All lines holding the word "draw" are to be copied from the records beneath.

◇ ◇ ◇ ◇ ◇

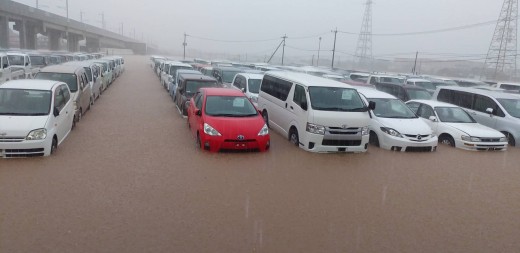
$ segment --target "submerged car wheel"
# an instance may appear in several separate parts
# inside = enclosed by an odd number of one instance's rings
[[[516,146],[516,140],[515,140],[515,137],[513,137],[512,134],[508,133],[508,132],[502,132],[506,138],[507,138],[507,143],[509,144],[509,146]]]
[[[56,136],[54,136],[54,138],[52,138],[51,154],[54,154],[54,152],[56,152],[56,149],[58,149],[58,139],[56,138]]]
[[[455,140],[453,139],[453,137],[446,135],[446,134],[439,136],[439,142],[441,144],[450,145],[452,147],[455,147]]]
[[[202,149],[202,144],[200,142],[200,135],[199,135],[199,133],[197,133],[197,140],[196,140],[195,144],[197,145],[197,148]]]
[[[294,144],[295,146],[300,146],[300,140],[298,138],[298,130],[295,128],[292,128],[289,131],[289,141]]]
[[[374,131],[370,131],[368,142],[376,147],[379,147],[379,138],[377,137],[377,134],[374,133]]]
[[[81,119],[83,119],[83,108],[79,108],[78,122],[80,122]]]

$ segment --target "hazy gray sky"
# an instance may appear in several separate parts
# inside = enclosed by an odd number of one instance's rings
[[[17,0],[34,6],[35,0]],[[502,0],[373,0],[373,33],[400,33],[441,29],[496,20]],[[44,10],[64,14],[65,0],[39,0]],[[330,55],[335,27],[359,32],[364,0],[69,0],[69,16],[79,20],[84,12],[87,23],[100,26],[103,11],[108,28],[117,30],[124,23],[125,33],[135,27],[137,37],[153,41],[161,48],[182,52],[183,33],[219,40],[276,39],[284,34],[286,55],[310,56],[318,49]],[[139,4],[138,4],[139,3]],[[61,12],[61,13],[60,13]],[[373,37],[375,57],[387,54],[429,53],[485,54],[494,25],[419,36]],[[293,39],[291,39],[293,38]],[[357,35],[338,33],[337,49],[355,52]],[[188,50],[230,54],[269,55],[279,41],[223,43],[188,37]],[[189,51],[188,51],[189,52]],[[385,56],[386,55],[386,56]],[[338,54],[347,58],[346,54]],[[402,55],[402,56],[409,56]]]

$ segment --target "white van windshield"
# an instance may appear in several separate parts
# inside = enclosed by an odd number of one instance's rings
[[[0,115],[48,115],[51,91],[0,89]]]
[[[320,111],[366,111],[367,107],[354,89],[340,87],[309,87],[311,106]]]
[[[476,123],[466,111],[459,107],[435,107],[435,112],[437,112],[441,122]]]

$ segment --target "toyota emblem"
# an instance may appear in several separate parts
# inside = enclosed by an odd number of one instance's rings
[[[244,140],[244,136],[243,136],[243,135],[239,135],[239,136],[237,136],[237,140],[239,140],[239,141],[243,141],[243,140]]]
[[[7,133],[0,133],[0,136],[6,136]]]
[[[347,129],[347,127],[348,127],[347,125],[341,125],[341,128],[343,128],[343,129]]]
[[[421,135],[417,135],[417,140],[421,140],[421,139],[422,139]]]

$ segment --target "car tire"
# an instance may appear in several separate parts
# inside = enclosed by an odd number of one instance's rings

◇ ◇ ◇ ◇ ◇

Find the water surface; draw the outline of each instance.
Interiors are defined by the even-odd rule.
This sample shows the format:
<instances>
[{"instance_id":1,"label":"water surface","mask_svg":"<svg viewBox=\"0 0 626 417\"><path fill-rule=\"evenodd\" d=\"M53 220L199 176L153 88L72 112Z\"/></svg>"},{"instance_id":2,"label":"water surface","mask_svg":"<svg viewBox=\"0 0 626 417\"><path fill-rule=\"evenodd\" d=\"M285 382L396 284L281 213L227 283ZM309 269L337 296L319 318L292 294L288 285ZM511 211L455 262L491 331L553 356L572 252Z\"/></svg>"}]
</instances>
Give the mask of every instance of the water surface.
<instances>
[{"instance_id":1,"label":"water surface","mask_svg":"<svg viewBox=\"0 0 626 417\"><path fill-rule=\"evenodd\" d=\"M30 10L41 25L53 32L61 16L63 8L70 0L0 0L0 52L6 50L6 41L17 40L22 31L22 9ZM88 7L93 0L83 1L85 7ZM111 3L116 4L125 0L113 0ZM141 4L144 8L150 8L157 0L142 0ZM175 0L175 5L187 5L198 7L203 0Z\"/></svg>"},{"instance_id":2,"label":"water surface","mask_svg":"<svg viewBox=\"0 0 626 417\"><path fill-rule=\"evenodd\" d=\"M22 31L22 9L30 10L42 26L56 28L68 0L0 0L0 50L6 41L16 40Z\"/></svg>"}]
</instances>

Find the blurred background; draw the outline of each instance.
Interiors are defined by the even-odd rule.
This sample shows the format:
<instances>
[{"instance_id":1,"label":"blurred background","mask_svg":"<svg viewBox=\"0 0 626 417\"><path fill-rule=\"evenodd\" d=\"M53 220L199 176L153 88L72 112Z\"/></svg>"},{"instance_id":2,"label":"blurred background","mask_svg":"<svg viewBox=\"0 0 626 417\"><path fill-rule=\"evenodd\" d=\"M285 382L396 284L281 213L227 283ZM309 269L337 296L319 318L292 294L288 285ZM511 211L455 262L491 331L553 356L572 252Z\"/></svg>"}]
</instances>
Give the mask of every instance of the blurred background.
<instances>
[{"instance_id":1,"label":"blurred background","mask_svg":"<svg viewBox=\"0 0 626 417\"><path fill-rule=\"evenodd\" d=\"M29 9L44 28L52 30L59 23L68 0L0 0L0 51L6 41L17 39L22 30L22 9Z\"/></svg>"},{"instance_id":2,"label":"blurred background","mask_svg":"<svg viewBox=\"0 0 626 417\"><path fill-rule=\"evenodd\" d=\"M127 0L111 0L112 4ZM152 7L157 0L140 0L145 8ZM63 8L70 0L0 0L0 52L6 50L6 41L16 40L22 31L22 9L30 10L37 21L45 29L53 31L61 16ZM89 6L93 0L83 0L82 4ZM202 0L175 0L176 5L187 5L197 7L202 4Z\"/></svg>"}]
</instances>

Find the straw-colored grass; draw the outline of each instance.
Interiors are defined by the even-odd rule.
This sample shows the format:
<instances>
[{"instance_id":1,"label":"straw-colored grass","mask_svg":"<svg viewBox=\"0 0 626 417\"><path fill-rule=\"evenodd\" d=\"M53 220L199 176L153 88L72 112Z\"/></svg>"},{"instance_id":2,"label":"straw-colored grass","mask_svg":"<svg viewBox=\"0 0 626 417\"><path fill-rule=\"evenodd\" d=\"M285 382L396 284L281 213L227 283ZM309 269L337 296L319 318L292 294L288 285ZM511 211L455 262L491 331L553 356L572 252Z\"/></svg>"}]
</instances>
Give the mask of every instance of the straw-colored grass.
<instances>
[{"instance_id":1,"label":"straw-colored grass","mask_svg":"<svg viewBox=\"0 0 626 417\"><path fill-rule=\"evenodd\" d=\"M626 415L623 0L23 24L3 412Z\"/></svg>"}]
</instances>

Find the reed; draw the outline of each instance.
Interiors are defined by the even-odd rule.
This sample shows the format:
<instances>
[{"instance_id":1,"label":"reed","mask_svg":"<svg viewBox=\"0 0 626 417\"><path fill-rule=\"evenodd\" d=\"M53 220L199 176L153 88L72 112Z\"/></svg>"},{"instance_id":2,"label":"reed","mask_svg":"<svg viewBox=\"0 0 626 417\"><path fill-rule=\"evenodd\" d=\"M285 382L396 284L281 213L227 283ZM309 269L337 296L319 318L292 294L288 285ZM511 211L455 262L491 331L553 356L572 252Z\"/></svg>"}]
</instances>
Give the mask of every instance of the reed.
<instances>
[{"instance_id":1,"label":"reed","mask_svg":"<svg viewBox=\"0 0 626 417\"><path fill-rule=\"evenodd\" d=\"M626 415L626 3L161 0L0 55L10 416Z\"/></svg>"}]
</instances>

◇ ◇ ◇ ◇ ◇

EXERCISE SOLUTION
Find the water surface; draw the outline of each instance.
Find the blurred background; draw the outline of each instance.
Find the straw-colored grass; draw the outline of each instance.
Find the reed; draw the outline of each instance.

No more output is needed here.